Instruksi A: Menurut teks tentang hijrah, apa lima perkara yang diperintahkan Nabi dalam hadis riwayat Ahmad?
Instruksi B: Teruskan teks tentang hijrah, mulai sesudah kalimat terakhir yang tampak.

Kutipan Teks:
*****

“Barangsiapa berhijrah di jalan Allah, niscaya mereka mendapati di muka bumi ini tempat hijrah yang Luas dan rezki yang banyak. Barangsiapa keluar dari rumahnya dengan maksud berhijrah kepada Allah dan Rasul-Nya, kemudian kematian menimpanya (sebelum sampai ke tempat yang dituju), Maka sungguh telah tetap pahalanya di sisi Allah. dan adalah Allah Maha Pengampun lagi Maha Penyayang.” (QS. An Nisa’:100)
Nabi shalallahu ‘alaihi wasallam bersabda,
وَأَنَا آمُرُكُم بِخَمْسٍ، أَمَرَنِيَ بِهِنَّ، اَلْجَمَاعَةُ وَالسَّمْعُ اللهُ وَالطَّاعَةُ وَالْهِجْرَةُ وَاْلجِهَادُ فِيْ سَبِيْلِ اللهِ.
“Dan aku menyuruh kalian dengan lima perkara yang Allah telah menyuruhku dengan lima perkara itu, yaitu berjamaah, mendengar, taat, hijrah dan jihad fi sabilillah.” (HR. Ahmad dari Al Harits Al Asy’ari dan dishahihkan oleh Al Albani)
Beliau juga bersabda;
لاَ تَنْقَطِعُ الْهِجْرَةُ حَتىَّ تَنْقَطِعُ التَّوْبَةُ، وَلاَ تَنْقَطِعُ التَّوْبَةُ حَتىَّ تَطْلُعَ الشَّمْسُ مِنْ مَغْرِبِهَا
“Hijrah tidak akan terhenti hingga terputusnya pintu taubat dan pintu taubat tidak pernah terputus hingga matahari terbit dari arah barat.” (HR. Abu Dawud, dari Muawiyah, dishahihkan Al Albani)
Hijrah itu diwajibkan karena beberapa sebab, diantaranya:
1. Melarikan diri (dengan tetap taat kepada ajaran agama) dengan cara memisahkan diri dari kaum musyrikin karena takut terjadi fitnah terhadap agamanya. Inilah yang dimaksud hijrah dari negeri kafir menuju negeri Islam atau negeri yang aman, bagi yang mampu. Nabi shalallahu ‘alaihi wasallam bersabda,
أَنَا بَرِيْءٌ مِنْ كُلِّ مُسْلِمٍ يُقِيْمُ بَيْنَ أَظْهَرِ الْمُشْرِكِيْنَ لاَ تَرَاءِى نَارَهُمَا
“Aku berlepas diri dari setiap muslim yang tinggal (bermukim) di tengah-tengah kaum musyrikin. Jangan sampai api keduanya saling terlihat satu sama lain.” (HR. Abu Dawud)

*****

Baris penunjukan objek bernama:
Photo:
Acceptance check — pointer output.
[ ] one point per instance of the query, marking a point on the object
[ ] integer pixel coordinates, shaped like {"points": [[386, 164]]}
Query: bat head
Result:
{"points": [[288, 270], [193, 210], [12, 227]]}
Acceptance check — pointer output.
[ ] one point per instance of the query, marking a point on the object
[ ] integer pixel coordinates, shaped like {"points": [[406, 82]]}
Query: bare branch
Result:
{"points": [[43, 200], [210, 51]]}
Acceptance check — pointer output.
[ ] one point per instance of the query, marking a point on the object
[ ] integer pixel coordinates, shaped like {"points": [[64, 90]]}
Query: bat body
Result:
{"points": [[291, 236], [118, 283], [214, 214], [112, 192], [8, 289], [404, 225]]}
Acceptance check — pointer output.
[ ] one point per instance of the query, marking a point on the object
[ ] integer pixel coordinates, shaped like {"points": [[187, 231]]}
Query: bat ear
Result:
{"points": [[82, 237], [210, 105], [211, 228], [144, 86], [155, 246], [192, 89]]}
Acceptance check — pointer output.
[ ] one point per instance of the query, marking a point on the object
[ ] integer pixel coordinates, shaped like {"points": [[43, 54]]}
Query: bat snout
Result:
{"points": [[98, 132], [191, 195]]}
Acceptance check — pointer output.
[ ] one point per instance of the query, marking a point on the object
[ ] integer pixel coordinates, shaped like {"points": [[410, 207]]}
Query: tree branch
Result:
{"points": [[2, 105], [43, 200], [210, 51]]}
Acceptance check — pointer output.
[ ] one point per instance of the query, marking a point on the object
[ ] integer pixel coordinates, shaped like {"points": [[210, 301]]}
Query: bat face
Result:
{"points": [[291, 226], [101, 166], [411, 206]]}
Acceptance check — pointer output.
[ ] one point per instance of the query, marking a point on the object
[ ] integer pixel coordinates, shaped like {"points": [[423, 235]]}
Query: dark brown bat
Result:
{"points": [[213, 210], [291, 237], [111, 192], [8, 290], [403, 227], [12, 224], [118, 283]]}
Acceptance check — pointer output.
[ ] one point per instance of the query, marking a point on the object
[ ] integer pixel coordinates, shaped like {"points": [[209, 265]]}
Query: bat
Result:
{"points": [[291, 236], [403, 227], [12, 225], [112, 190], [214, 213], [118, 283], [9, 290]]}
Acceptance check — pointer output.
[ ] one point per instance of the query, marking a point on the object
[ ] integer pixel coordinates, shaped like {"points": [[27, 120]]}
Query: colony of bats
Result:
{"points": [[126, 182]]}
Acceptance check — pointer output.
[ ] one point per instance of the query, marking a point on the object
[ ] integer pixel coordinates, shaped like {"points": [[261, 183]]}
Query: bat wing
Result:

*****

Jawaban Tertulis A: Berjamaah, mendengar, taat, hijrah, dan jihad fi sabilillah.

Jawaban Tertulis B:
Al Bukhari telah meriwayatkan dari Atho’ bin Abi Robah, beliau berkata, “Aku pernah mengunjungi Aisyah bersama Ubaid bin Umair Al Laitsi, lalu kami bertanya kepada beliau tentang hijrah, maka beliaupun menjawab,
لاَ هِجْرَةَ الْيَوْمَ، كَانَ الْمُؤْمِنُوْنَ يَفِرُّ أَحَدُهُمْ بِدِيْنِهِ إِلىَ اللهِ تَعَالىَ وَإِلىَ رَسُوْلِهِ صَلىَ اللهُ عَلَيْهِ وَسَلَّمَ مُخَافَةً أَنْ يُفْتِنَ عَلَيْهِ، فَأَمَّا الْيَوْمَ فَقَدْ أَظْهَرَ اللهُ اْلإِسْلاَمَ، وَالْيَوْمَ يَعْبُدُ رَبَّهُ حَيْثُ شَاءَ، وَلَكِنْ جِهَادٌ وَنِيَةٌ
“Tidak ada hijrah hari ini, dahulu orang-orang mukmin, salah satu dari mereka melarikan diri dengan agamanya menuju Allah dan RasulNya karena takut terjadi fitnah terhadap agamanya. Adapun hari ini Allah telah memenangkan Islam dan tiap-tiap orang dapat beribadah kepada Allah sekehendaknya. Tetapi yang ada sekarang adalah jihad dan niat.” (HR. Bukhari)
Menurut saya, hijrah yang dinafikan Aisyah ra. adalah hijrah dari darul Islam (dengan kata beliau “tidak ada hijrah hari ini”) sedangkan mereka saat itu berada di darul Islam. Kemudian beliau menetapkan sebab hijrah yaitu melarikan diri dengan agamanya karena takut terjadi fitnah.
2. Hijrah itu sebagai muqaddimah jihad fi sabilillah
Sebagaimana hadits Al Harits Al Asy’ari tadi, (Dan Allah memerintahkan kalian dengan lima perkara sebagaimana Allah telah memerintahkan aku dengan lima perkaran itu, yaitu berjamaah, mendengar, taat, hijrah dan jihad), beliau menjadikan hijrah sebagai muqaddimah (hal yang mendahului) dan berkaitan dengan jihad (yang ada pada urutan berikutnya).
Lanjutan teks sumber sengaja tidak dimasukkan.